» SET TASK
Turn the data below into a Markdown table with the columns "Row" and "Line", with one numbered row for each line and no rows for blank lines.

» Collected data entries
__________

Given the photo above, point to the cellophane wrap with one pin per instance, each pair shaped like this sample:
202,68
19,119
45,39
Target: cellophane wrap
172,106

__________

» SOLUTION TO THIS PROBLEM
| Row | Line |
|---|---|
| 1 | Given the photo above, point to the cellophane wrap with one pin per instance, each pair shaped like this sample: |
| 2 | 202,68 |
| 3 | 19,119 |
| 4 | 45,39 |
| 5 | Target: cellophane wrap |
| 6 | 172,106 |